- _Extrait fourni_

----

Référence : MEL_0221
Date : 27/09/1939

Éditeur : Le Figaro
Source : 114e année, n°270, p.1
Relation : Notice bibliographique BnF

Type : Chronique
Version texte Version texte/pdf Version pdf

Toucher la terre

Ce soir, la fumée des feux d’herbes est lente à s’épandre sur la campagne. Cette brume immobile nous donne la mesure de la paix que les champs n’ont pas perdue. Là où leurs troncs échappent à la brûlure de l’ouest, les arbres sont noirs. Mais les prairies avivées absorbent la lumière. Les labours finis, il ne reste que d’effeuiller la vigne pour que rien ne sépare plus le soleil de la grappe. Les mêmes voix montent des “règes”, que j’écoute depuis l’enfance au déclin d’un jour de septembre. Hors les vols de passereaux pillards qui s’abattent sur la vendange, les oiseaux préméditent leur voyage et se taisent.
Pourquoi parler aujourd’hui de ces choses qui ne confondent avec le bonheur d’être vivant? Parce qu’elles sont, parce qu’elles existent et que je les voix, que je les entends, que je les touche. Ainsi je m’exerce à ne rien dire, durant cette guerre, à ne rien écrire qui ne soit vrai, d’une vérité évidente pour chacun, à n’exprimer aucune émotion que je ne sois sûr de ressentir. Je touche la terre pour retrouver la force de croire à un monde bon et béni.
De même Emily Brontë, dans ce presbytère battu des vents où elle souffrait, inscrivait parfois sur un papier l’heure exacte de l’horloge, désignait la pièce où elle se trouvait, la besogne qu’elle venait d’interrompre, ce que faisaient au même moment son père, sa sœur Charlotte, son frère Branwell, la servante Tabitha dans la cuisine et jusqu’eau chien endormi, le museau sur les pattes. Elle ne livrait rien de son tourment secret, mais caressait pieusement l’humble visage que lui tendait la vie, à cette minute de la journée.
Puisque le devoir présent, m’assure-t-on, est de continuer de jouer à la balle, et que la balle dont je joue, c’est la parole écrite, du moins me garderai-je d’enfler la voix: incapable d’exprimer tout ce que j’éprouve, je n’inventerai rien de ce que j’exprimerai. A certaines heures, les faibles ont besoin des faibles. Peut-être en puis-je aider quelques-uns dans la mesure où je m’efforce de rester moi-même et où je n’essaie pas d’ajouter à ma taille une coudée.
Dans le drame inhumain où nous engage l’Allemagne, nous, Français, restons humains le plus possible. Dès le premier jour, le président Daladier a dit aux milliers de combattants à l’écoute qu’il pensait à eux avec tendresse. Parole, à une pareille heure, qui dépassait toute éloquence? Hier soir encore, il répétait ce mot de tendresse.
La dernière guerre nous a dépouillés de l’emphase et des attitudes trop dures. Ce n’est pas offenser les grandes ombres de Poincaré, de Clemenceau, du juriste et du jacobin, dont la sécheresse sans doute ne fut qu’apparente, de leur préférer l’universitaire d’aujourd’hui à l’accent paysan, qui n’a pas honte de son cœur.

----

- _Données enregistrées_

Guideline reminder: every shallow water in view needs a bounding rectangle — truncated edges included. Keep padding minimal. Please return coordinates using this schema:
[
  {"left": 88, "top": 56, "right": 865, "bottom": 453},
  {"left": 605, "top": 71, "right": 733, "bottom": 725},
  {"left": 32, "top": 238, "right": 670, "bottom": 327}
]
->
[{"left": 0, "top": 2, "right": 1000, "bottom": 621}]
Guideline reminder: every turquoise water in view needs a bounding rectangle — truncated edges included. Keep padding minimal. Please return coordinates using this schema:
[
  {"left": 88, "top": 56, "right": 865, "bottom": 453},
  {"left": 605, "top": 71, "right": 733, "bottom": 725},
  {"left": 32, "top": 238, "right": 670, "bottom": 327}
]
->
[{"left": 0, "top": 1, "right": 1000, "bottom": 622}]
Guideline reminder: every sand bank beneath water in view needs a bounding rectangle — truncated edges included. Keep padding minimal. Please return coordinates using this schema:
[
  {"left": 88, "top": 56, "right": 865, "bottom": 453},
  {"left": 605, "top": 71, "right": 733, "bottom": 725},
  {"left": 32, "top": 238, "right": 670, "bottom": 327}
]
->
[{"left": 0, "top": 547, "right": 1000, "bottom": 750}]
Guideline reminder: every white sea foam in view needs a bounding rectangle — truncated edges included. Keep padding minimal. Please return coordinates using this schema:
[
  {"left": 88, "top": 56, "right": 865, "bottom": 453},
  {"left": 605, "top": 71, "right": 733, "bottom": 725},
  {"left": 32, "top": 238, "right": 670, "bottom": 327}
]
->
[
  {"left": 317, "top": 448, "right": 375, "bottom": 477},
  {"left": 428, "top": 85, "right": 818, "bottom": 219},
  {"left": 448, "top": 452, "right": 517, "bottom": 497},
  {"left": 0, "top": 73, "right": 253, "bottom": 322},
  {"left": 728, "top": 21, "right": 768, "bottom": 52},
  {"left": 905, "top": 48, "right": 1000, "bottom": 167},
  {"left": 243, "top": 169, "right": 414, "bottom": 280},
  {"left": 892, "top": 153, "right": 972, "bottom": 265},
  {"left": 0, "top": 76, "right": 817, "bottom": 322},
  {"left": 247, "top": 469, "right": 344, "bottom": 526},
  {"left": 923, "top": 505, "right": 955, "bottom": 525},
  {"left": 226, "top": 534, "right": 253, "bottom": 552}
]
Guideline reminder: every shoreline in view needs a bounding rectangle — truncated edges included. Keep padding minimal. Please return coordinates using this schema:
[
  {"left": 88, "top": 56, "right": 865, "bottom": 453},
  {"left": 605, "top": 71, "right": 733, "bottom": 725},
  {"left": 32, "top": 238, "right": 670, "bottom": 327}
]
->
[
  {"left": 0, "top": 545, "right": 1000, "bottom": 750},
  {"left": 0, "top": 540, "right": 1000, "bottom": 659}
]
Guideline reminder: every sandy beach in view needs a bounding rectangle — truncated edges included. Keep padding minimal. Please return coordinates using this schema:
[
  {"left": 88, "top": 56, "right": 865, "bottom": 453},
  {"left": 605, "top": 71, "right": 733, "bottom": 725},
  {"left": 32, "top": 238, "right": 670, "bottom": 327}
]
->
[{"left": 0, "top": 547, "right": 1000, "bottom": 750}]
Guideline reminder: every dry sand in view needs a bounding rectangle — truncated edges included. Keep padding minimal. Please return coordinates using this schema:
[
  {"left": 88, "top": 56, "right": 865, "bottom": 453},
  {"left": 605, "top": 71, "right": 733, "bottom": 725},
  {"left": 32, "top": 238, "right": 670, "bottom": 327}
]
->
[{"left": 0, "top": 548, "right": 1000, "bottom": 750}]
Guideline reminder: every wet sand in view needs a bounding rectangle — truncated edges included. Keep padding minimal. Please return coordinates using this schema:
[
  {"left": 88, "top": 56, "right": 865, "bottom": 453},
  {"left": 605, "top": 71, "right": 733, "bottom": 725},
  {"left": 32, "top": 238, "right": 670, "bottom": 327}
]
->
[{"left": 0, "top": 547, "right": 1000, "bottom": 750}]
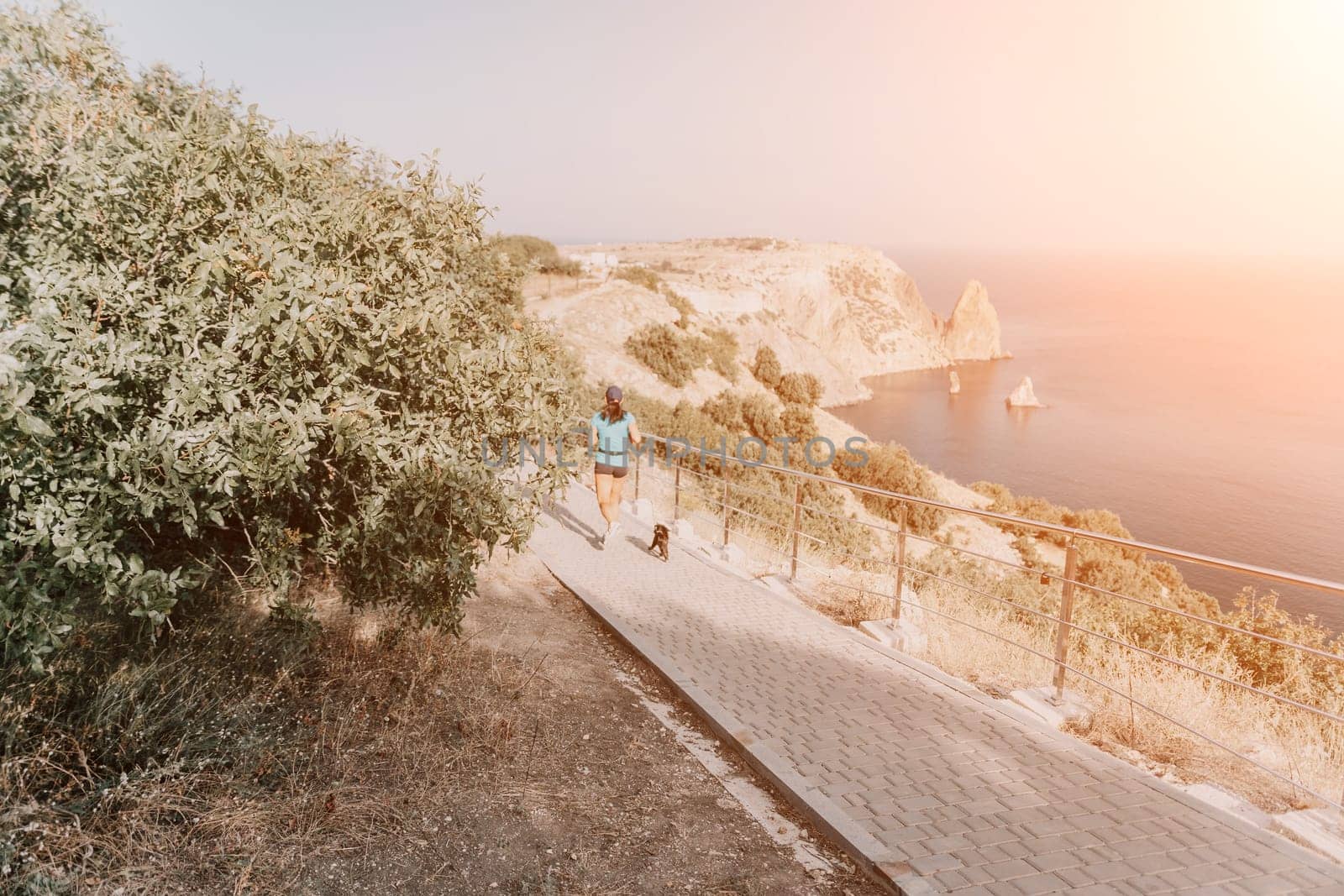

----

- _La consigne_
Modifiez le passage de la chronique allant de « Puisque le devoir » à « mot de tendresse. » en remplaçant « tendresse » par « douceur », s'il vous plaît.

- _Réponse complète_
Puisque le devoir présent, m’assure-t-on, est de continuer de jouer à la balle, et que la balle dont je joue, c’est la parole écrite, du moins me garderai-je d’enfler la voix: incapable d’exprimer tout ce que j’éprouve, je n’inventerai rien de ce que j’exprimerai. A certaines heures, les faibles ont besoin des faibles. Peut-être en puis-je aider quelques-uns dans la mesure où je m’efforce de rester moi-même et où je n’essaie pas d’ajouter à ma taille une coudée.
Dans le drame inhumain où nous engage l’Allemagne, nous, Français, restons humains le plus possible. Dès le premier jour, le président Daladier a dit aux milliers de combattants à l’écoute qu’il pensait à eux avec douceur. Parole, à une pareille heure, qui dépassait toute éloquence? Hier soir encore, il répétait ce mot de douceur.